== Text excerpt

Output Files¶
Every benchmark run creates a timestamped output directory containing configuration, metrics, traces, and verification results. This guide explains each file and how to use them.
Output directory structure¶
benchmark_output/
└── 09:01:2026-10:30:00-a1b2c3d4/
├── config.yml # Resolved configuration
├── health_check_results.txt # Benchmark verification
├── wandb_run.json # WandB run info (if enabled)
├── metrics/
│ ├── request_level_metrics.jsonl
│ ├── summary_stats.json
│ ├── throughput_metrics.json
│ ├── slo_results.json
│ ├── prefill_stats.json
│ ├── ttfc.csv / ttfc.png
│ ├── tbc.csv / tbc.png
│ ├── tpot.csv / tpot.png
│ ├── end_to_end_latency.csv / .png
│ └── ... (other metric files)

====
== Entries supplied

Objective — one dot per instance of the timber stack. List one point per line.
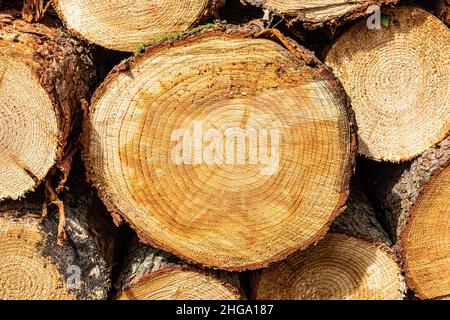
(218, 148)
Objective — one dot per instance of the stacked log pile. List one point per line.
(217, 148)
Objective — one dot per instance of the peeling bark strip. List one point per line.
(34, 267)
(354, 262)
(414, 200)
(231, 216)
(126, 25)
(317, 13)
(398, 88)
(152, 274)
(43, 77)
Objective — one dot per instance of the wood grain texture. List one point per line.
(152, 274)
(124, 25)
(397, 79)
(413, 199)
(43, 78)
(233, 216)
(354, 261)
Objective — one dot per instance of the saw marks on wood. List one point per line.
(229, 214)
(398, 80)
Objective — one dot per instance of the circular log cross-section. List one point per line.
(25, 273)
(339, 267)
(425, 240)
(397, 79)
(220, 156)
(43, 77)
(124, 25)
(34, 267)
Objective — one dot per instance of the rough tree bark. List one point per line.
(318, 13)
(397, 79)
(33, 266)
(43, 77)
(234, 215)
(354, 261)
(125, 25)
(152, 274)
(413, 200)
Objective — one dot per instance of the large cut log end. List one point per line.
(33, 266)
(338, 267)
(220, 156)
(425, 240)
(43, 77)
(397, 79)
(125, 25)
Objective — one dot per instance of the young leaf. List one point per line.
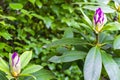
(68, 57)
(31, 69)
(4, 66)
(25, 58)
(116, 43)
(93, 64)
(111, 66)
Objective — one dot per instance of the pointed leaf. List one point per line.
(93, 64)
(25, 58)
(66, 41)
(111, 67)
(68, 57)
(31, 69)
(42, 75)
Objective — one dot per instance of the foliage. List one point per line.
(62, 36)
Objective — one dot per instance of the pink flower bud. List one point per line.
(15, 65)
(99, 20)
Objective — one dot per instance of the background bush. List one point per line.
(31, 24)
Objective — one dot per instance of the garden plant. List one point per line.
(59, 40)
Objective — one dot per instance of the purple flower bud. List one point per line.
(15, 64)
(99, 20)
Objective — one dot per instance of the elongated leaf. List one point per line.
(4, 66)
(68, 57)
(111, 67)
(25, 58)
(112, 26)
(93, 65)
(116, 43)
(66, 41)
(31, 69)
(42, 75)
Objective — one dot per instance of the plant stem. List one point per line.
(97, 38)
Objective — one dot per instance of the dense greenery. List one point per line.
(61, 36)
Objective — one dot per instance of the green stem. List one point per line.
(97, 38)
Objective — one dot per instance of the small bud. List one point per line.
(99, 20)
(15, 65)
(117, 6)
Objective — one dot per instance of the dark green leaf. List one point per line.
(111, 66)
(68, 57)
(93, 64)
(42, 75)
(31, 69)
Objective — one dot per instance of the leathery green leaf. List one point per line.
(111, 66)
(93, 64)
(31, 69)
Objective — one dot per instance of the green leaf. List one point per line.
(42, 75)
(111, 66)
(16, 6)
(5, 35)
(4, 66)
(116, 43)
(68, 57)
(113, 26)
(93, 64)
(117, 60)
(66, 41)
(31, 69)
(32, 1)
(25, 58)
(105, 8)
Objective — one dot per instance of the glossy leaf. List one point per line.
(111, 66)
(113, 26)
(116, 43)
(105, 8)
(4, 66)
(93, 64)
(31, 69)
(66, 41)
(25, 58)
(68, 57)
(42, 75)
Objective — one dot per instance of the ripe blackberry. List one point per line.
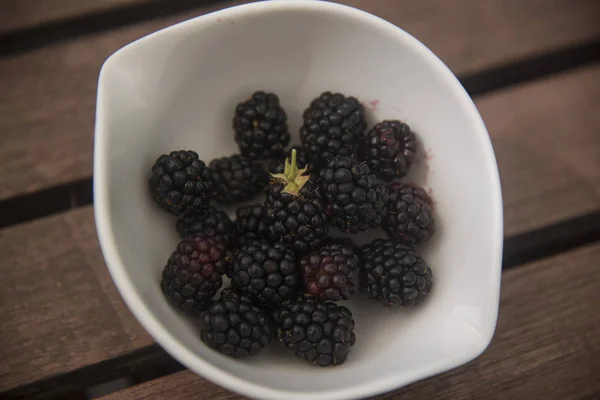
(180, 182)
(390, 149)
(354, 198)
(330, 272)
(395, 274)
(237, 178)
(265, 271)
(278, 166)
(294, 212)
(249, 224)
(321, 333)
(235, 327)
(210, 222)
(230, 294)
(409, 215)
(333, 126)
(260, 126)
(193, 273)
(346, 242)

====
== Entries supplied

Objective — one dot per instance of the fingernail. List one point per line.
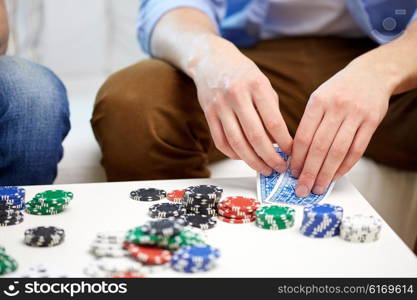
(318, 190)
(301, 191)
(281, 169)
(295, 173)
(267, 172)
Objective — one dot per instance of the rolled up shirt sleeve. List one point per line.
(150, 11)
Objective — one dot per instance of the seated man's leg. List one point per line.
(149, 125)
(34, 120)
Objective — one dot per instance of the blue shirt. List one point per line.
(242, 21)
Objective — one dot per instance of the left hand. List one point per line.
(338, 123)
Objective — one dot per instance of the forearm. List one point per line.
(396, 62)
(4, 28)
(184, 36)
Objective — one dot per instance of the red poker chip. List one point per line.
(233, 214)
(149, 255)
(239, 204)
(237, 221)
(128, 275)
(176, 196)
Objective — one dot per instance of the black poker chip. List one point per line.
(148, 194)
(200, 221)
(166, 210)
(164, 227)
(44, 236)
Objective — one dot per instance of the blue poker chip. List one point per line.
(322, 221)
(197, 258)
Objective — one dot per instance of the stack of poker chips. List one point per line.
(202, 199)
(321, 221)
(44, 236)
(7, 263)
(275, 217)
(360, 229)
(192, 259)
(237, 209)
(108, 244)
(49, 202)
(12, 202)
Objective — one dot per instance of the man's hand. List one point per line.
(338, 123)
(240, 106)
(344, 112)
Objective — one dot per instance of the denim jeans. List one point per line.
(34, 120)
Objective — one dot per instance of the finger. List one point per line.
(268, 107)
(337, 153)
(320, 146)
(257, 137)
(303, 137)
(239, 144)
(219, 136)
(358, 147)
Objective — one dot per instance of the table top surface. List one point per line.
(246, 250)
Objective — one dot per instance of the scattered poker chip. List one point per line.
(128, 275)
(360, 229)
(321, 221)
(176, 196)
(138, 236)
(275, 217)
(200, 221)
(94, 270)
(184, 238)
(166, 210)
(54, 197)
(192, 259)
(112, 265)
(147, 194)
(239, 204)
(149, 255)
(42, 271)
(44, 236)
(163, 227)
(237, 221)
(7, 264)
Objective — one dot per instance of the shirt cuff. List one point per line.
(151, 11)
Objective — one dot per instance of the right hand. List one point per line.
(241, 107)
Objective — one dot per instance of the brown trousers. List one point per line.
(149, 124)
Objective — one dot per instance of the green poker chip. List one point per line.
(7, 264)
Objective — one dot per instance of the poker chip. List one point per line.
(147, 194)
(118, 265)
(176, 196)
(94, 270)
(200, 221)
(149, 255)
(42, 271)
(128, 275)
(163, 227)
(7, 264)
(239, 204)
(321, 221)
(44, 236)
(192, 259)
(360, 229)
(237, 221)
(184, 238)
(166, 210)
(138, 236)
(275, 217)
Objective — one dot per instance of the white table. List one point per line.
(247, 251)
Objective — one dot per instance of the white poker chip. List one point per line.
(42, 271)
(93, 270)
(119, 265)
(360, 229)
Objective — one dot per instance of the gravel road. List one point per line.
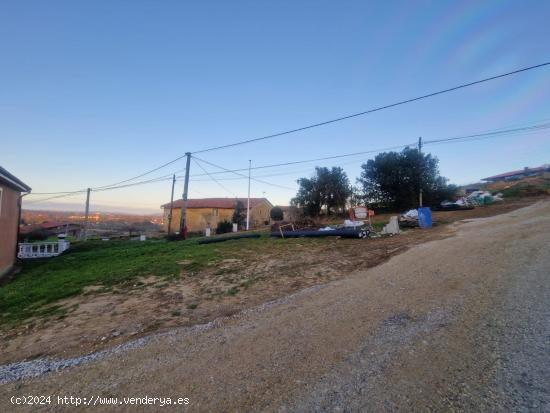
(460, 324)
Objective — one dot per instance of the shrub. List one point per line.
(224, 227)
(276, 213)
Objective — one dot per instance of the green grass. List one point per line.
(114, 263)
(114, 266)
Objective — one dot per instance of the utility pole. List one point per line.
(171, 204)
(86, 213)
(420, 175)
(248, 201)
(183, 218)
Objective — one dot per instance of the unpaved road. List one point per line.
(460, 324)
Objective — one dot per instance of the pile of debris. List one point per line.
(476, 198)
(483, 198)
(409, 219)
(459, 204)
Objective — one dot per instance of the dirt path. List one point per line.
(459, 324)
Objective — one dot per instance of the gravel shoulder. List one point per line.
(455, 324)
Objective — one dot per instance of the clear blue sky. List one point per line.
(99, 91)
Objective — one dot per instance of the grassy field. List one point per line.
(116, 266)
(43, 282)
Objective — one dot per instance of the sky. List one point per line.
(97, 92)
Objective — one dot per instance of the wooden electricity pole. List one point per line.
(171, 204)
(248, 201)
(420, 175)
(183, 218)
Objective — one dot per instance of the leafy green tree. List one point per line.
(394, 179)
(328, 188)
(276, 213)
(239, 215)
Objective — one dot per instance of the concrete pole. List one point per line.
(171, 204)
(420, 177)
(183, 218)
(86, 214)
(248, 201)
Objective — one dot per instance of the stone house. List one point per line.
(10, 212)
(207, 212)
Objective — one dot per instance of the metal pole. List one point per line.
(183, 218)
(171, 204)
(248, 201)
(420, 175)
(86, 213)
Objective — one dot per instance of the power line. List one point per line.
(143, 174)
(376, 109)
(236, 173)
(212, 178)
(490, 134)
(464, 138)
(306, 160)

====
== Entries supplied

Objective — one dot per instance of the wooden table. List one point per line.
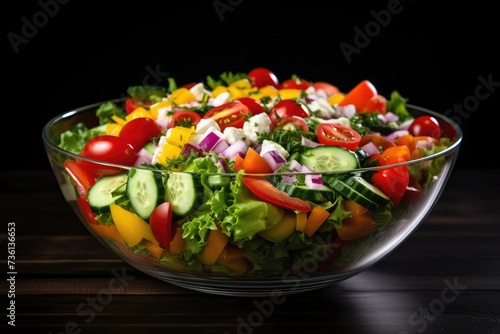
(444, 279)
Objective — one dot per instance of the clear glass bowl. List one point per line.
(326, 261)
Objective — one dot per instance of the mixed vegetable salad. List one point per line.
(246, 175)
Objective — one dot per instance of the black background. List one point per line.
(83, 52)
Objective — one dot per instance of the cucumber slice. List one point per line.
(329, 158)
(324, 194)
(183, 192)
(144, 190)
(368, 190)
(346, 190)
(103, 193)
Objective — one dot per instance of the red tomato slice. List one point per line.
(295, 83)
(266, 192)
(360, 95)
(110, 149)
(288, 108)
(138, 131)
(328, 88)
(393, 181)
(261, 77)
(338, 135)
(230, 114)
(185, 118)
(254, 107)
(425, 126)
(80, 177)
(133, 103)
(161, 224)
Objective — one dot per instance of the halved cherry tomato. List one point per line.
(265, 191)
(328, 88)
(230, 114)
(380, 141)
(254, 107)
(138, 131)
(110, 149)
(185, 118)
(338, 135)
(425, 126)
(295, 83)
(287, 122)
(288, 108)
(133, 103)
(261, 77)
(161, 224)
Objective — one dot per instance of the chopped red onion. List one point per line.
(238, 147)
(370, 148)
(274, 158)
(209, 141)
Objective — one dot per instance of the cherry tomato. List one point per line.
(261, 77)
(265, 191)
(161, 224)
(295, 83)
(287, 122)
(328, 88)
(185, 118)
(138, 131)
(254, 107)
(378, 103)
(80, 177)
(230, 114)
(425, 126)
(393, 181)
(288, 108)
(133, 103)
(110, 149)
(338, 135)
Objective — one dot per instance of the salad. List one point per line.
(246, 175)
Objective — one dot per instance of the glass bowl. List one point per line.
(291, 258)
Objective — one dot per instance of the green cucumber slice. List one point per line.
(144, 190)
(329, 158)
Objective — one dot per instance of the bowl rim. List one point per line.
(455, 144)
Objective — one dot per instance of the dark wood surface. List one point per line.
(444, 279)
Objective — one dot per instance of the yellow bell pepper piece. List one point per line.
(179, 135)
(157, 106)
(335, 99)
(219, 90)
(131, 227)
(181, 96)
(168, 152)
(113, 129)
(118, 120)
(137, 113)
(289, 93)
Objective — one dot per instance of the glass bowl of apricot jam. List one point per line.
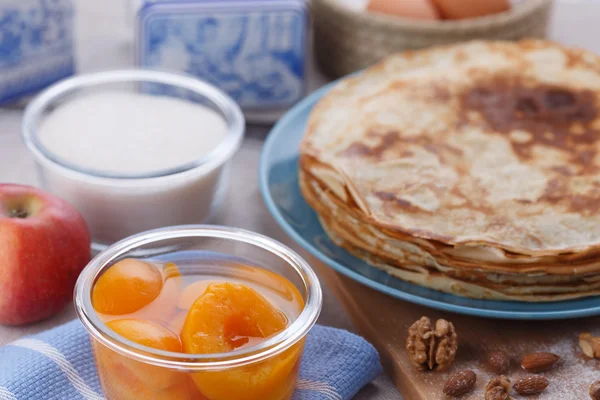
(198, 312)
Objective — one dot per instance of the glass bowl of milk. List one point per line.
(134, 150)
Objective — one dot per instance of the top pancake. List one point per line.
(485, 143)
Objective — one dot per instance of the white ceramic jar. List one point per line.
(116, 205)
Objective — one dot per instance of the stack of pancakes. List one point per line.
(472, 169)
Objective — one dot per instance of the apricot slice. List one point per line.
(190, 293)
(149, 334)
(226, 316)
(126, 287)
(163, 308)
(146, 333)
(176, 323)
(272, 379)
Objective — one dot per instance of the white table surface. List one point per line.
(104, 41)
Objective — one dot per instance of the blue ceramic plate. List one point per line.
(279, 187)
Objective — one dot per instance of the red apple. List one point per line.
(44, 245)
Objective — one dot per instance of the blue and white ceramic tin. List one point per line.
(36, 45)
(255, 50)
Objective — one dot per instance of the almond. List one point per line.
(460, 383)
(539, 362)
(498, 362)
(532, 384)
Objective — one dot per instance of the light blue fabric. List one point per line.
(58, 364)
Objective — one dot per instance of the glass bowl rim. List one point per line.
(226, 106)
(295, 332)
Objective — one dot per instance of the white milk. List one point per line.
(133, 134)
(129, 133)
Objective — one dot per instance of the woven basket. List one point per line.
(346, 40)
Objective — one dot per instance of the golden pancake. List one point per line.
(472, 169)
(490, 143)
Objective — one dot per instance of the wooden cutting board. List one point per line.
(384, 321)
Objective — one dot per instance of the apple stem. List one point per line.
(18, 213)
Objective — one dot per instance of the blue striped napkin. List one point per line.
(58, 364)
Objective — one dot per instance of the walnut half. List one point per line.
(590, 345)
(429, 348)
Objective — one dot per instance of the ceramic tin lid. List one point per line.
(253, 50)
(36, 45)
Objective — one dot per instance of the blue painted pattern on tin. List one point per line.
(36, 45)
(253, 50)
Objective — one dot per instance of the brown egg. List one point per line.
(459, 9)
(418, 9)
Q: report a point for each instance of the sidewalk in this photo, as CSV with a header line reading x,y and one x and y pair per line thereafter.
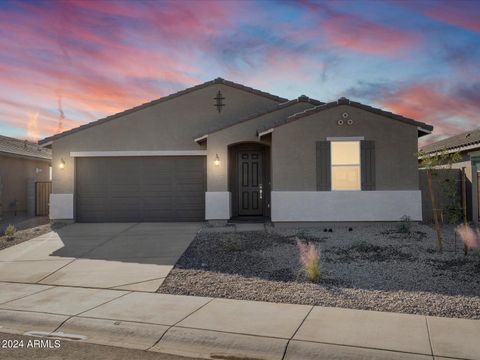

====

> What this task involves
Reproduce the text on benchmark output files word for word, from start to finish. These records were taken from a separate source.

> Response for this exercise
Output Files¶
Every benchmark run creates a timestamped output directory containing configuration, metrics, traces, and verification results. This guide explains each file and how to use them.
Output directory structure¶
benchmark_output/
└── 09:01:2026-10:30:00-a1b2c3d4/
├── config.yml # Resolved configuration
├── health_check_results.txt # Benchmark verification
├── wandb_run.json # WandB run info (if enabled)
├── metrics/
│ ├── request_level_metrics.jsonl
│ ├── summary_stats.json
│ ├── throughput_metrics.json
│ ├── slo_results.json
│ ├── prefill_stats.json
│ ├── ttfc.csv / ttfc.png
│ ├── tbc.csv / tbc.png
│ ├── tpot.csv / tpot.png
│ ├── end_to_end_latency.csv / .png
│ └── ... (other metric files)